§ **WHAT IS NEEDED**: Make an exact copy of all the records, one that contains none of the pictures.

§ **PROVIDED RECORDS**:

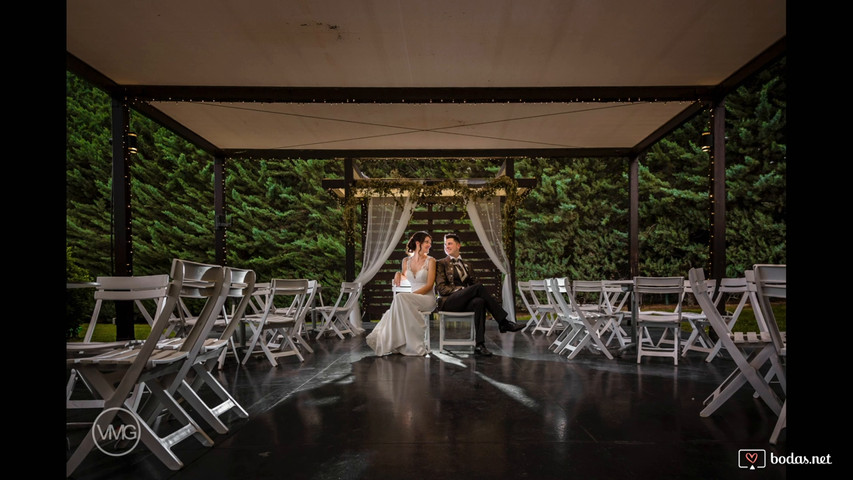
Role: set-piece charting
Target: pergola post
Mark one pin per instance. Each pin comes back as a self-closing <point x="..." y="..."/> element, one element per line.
<point x="718" y="191"/>
<point x="122" y="231"/>
<point x="220" y="219"/>
<point x="634" y="215"/>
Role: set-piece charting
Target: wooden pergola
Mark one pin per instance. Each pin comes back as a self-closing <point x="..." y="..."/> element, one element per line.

§ **RESPONSE BELOW**:
Role: set-piece charting
Target: pergola post
Mark one pin per instance. Each pin comes back as a self-closing <point x="..." y="..."/> element, one element per line.
<point x="718" y="191"/>
<point x="122" y="231"/>
<point x="220" y="219"/>
<point x="634" y="215"/>
Role: set-piece charting
Target: wooden pergola
Mark one pin per instance. Each pin comes back as a self-closing <point x="..." y="..."/> element, one element per line.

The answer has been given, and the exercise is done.